**Passage shown:**

Oh Joy Part II

I woke up on Saturday to the sight of Alec on his iPad being very excited about something. He was exploring the 1940 census records, which the U.S. National Archives just released, and found the data for our block. (Below is the one that lists Albert Einstein.)

You might remember that at the neighborhood’s Oktoberfest party last year, we heard some tantalizing tidbits about our house’s history. In particular, our neighbors told us that the former Oak Park police chief with the surname Joy built the house in 1907 for his four or five unmarried schoolteacher daughters.

According to the 1940 census, there were four Joy family members living here: Margaret, 50, the head of the household; Mae, 42; Hazel, 40; and Harry, 24. Margaret, Mae and Hazel were sisters. Harry is listed as Margaret’s nephew.

The census data also lists their occupations at the time. None is listed for Margaret, but Mae was a stenographer for a “railroad car line” and Hazel also worked as a stenographer, but in advertising. I like to think she aged into an unmarried version of Ida Blankenship on Mad Men. Harry, meanwhile, was a lawyer in private practice.

Looking at the census rolls just inspired more questions about the Joy family. For starters, who are Henry’s parents? Margaret, Mae and Hazel are all single, not divorced or widowed. Mae and Hazel don’t seem quite old enough to be Harry’s mother, although it’s not impossible. Is there a fourth Joy sister who gave birth to Harry as an unmarried lady and left him in the care of her sisters? Why does Harry have “Joy” as his last name and not the name of his father?

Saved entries
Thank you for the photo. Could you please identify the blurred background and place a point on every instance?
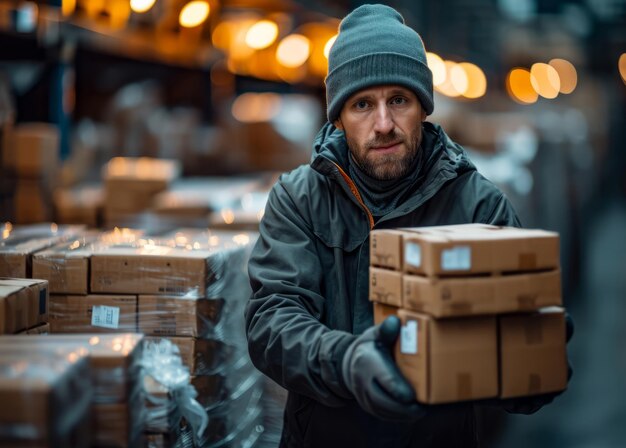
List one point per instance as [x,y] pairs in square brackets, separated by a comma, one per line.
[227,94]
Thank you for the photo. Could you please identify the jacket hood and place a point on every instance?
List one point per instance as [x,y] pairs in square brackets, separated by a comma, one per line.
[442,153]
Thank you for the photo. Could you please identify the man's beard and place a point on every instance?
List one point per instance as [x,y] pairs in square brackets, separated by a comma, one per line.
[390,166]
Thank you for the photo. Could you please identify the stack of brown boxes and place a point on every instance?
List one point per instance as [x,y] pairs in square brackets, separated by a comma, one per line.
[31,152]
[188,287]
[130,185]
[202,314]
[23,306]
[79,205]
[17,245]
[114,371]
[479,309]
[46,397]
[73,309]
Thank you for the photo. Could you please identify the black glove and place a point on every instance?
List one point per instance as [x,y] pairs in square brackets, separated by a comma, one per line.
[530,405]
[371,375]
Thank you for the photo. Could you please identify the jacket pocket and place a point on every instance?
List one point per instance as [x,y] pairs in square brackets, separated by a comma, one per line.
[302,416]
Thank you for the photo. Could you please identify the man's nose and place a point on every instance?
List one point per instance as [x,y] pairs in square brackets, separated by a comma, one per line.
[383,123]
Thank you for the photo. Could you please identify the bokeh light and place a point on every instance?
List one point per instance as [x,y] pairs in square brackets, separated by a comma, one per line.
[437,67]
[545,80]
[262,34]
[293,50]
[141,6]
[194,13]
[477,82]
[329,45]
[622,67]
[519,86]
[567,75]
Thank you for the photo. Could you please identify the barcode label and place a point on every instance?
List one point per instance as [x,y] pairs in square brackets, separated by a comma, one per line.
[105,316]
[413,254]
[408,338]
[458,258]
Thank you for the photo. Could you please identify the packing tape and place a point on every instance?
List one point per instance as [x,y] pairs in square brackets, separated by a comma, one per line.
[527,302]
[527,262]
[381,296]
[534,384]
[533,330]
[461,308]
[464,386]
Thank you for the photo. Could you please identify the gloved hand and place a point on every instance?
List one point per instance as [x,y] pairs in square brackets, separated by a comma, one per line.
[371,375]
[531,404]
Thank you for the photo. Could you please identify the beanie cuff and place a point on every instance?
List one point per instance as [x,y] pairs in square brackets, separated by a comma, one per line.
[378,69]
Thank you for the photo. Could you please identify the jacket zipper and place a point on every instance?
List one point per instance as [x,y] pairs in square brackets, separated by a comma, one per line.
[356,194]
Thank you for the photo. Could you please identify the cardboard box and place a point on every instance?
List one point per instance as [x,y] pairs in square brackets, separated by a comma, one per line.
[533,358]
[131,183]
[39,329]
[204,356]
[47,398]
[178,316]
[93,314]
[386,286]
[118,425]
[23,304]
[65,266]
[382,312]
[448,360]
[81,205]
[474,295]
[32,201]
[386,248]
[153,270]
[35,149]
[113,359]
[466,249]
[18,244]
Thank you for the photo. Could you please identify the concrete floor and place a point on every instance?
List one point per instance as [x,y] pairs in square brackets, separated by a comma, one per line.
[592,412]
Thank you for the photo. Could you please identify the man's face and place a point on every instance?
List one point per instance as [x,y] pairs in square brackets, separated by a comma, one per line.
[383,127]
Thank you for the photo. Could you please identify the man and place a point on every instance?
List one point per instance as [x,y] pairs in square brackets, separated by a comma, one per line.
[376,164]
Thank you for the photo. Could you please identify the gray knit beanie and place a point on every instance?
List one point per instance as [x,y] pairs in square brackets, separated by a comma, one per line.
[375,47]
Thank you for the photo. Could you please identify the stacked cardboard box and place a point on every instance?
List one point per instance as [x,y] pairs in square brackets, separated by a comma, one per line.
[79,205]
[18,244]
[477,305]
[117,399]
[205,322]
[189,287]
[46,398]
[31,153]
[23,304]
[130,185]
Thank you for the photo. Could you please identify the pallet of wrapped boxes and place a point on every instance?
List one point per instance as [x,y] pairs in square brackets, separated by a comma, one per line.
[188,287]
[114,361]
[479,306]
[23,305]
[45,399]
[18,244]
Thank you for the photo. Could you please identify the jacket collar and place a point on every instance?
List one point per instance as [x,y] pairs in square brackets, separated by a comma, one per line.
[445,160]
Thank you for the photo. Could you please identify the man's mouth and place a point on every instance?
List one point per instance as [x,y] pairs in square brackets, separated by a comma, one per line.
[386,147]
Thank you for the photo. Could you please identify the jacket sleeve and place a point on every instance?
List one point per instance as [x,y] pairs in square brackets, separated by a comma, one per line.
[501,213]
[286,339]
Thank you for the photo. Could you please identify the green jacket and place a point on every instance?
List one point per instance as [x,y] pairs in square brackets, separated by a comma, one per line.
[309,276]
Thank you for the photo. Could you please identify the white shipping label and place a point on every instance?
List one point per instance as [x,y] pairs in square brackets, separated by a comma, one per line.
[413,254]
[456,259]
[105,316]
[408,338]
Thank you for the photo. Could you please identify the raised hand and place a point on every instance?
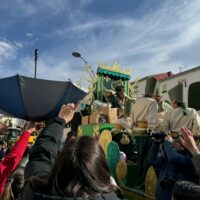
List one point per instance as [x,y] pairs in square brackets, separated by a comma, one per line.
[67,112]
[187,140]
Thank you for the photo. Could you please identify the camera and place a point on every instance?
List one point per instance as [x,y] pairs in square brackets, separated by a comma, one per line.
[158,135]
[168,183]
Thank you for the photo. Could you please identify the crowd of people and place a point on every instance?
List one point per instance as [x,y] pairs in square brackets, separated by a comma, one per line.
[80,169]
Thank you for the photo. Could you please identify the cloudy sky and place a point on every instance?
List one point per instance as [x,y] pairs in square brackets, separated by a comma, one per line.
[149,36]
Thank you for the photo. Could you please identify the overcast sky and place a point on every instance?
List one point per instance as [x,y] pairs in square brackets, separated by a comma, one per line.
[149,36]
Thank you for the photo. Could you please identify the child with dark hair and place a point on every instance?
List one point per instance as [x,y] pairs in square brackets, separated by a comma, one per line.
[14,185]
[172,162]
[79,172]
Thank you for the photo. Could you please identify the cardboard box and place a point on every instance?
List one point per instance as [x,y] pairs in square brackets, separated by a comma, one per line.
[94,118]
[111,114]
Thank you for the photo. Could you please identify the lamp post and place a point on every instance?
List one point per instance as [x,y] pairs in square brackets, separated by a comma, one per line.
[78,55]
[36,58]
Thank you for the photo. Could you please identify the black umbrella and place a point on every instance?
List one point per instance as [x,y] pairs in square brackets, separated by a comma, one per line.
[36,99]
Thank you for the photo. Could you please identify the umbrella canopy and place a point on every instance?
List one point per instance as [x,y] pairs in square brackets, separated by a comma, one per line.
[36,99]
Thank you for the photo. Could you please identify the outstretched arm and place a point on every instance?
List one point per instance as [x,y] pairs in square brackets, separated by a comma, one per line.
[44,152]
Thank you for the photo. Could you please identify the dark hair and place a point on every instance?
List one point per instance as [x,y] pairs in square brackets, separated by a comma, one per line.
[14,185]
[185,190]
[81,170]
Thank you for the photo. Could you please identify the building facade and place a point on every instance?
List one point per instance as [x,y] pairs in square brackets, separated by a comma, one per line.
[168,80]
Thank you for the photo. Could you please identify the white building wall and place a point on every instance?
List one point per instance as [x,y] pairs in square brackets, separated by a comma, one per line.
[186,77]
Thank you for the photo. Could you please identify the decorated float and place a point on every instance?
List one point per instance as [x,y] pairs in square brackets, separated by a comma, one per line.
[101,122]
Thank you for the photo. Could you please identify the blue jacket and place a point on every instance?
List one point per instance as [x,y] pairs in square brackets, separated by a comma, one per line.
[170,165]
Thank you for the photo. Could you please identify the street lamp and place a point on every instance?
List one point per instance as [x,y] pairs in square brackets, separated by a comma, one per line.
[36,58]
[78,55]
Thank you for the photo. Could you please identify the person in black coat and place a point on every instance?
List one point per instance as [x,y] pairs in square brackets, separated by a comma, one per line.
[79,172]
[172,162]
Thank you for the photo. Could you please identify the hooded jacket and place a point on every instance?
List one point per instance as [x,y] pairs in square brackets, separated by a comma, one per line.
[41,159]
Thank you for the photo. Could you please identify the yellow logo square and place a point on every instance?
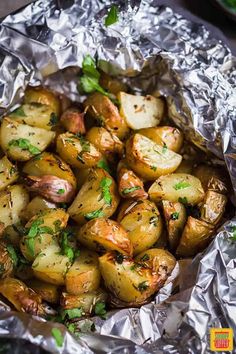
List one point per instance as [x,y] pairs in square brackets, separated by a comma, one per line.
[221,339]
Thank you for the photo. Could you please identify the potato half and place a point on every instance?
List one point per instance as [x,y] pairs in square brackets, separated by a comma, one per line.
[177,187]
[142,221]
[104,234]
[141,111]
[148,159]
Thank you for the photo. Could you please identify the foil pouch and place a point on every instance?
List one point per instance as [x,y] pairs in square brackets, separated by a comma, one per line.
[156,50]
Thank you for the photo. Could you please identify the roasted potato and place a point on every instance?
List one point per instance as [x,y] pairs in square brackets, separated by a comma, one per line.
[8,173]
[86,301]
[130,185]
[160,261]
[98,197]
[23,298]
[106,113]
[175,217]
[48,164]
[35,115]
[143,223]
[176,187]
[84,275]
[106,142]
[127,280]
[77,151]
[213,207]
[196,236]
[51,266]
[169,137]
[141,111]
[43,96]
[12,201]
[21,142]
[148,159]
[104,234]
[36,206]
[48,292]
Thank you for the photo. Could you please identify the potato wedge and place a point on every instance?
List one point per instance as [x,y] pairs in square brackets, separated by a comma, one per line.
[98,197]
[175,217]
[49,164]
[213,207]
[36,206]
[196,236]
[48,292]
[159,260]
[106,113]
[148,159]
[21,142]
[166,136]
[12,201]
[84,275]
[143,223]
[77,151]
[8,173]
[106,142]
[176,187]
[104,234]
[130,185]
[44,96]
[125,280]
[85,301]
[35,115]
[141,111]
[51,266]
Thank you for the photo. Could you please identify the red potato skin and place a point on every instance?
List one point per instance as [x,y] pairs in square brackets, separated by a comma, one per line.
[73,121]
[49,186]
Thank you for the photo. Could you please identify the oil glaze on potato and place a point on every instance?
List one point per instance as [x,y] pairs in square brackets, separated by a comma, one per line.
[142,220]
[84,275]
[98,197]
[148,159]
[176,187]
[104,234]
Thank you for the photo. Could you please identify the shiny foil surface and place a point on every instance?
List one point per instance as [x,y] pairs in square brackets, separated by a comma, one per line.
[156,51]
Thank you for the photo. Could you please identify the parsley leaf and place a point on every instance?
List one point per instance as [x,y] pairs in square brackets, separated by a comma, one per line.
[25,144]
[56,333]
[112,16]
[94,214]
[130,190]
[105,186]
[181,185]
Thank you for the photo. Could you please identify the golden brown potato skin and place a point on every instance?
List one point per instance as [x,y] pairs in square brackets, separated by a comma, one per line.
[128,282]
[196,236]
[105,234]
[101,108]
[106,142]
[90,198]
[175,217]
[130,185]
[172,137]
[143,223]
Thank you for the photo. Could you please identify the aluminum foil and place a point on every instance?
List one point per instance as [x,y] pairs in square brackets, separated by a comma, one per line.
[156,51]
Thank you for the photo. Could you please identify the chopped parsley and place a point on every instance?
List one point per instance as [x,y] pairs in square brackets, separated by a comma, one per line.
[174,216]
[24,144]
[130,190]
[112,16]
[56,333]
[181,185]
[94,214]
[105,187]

---

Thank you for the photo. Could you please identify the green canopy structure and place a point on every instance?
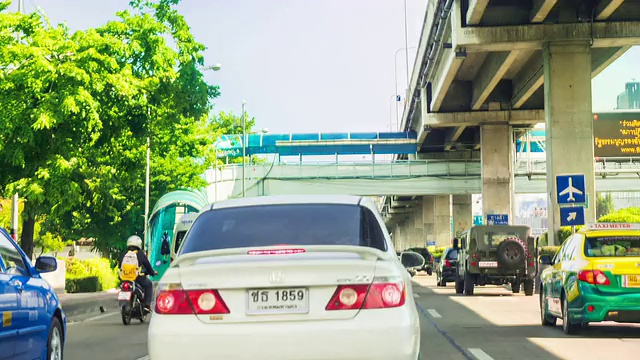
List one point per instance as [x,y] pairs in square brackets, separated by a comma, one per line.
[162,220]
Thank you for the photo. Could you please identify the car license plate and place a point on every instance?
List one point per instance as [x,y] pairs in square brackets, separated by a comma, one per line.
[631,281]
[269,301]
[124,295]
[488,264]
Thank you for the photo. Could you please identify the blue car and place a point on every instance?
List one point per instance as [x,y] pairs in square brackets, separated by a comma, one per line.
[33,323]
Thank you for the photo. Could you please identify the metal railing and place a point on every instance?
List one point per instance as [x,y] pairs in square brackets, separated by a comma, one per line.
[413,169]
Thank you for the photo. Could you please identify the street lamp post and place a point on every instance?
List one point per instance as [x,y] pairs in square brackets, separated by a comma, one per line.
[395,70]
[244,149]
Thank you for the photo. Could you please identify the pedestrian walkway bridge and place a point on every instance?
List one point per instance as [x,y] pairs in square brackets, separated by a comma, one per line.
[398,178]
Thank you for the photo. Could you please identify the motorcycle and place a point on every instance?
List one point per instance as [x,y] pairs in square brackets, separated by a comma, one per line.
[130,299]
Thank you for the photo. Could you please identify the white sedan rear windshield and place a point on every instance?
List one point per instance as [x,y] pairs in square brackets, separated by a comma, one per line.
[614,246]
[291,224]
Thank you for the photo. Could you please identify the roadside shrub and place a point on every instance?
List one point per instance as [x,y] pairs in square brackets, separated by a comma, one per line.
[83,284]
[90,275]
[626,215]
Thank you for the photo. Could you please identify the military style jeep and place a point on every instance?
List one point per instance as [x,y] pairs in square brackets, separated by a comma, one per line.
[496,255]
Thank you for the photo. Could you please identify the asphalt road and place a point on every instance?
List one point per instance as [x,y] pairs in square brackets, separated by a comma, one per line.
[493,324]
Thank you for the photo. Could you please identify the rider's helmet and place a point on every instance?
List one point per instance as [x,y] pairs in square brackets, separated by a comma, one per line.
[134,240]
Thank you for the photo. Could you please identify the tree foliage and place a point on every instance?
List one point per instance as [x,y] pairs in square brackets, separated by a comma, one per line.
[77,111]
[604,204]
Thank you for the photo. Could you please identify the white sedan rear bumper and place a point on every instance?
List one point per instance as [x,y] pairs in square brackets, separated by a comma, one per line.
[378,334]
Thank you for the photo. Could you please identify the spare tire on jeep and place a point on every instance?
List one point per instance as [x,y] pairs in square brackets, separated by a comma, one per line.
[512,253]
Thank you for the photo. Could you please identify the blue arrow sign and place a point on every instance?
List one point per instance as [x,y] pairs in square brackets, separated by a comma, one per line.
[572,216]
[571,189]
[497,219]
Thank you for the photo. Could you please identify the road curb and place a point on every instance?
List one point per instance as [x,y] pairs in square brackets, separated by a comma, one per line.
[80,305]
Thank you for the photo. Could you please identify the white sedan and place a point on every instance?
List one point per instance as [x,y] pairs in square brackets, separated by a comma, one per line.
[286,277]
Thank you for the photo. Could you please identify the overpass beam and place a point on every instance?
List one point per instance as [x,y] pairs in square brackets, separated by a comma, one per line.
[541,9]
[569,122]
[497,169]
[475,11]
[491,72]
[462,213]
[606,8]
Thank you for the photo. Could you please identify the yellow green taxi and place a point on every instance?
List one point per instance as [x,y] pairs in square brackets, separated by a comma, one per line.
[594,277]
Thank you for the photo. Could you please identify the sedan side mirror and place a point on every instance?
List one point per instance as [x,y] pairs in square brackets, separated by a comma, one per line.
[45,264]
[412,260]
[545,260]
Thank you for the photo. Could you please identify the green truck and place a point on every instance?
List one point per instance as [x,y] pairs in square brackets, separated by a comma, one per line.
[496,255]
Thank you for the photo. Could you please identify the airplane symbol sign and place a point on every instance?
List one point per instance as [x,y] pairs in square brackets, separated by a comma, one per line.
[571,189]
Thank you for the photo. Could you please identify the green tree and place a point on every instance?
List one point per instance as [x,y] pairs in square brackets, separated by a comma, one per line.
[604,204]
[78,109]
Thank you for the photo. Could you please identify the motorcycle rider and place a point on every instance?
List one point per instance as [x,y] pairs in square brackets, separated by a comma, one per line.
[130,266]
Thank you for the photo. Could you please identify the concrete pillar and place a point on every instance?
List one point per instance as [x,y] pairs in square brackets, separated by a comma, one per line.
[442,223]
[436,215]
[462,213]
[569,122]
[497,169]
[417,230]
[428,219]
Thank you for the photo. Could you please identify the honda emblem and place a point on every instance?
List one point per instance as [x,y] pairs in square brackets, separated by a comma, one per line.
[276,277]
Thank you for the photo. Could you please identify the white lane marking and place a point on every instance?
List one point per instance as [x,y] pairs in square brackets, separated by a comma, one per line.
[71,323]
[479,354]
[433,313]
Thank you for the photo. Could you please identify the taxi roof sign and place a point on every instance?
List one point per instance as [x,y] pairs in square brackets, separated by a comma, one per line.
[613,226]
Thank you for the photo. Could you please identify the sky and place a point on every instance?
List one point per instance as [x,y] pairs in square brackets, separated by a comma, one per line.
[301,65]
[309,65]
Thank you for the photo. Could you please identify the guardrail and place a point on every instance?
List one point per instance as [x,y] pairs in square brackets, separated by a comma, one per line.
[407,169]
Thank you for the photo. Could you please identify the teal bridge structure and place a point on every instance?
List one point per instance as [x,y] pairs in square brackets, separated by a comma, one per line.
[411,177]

**Exercise instructions:**
Translate this sentence from the passage on the Joy family's 1940 census data into Spanish: "Harry, meanwhile, was a lawyer in private practice."

**Response to the task:**
Harry, por su parte, era abogado en ejercicio privado.